Task directions
Copy each line of the data below word for word, omitting the pictures.

## begin Data shown

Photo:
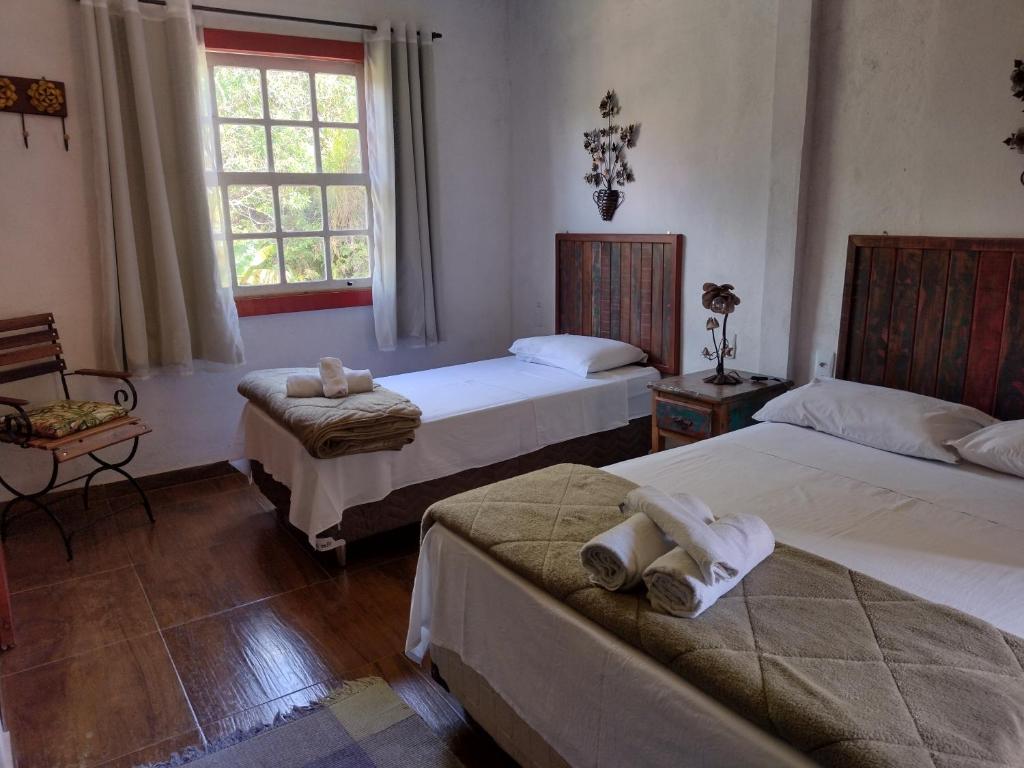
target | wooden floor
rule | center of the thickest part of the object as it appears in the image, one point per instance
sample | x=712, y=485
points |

## end Data shown

Exercise solution
Photo:
target | wooden floor
rule | center of the thickest part of the object as it appears in the image, one point per instance
sample | x=712, y=485
points |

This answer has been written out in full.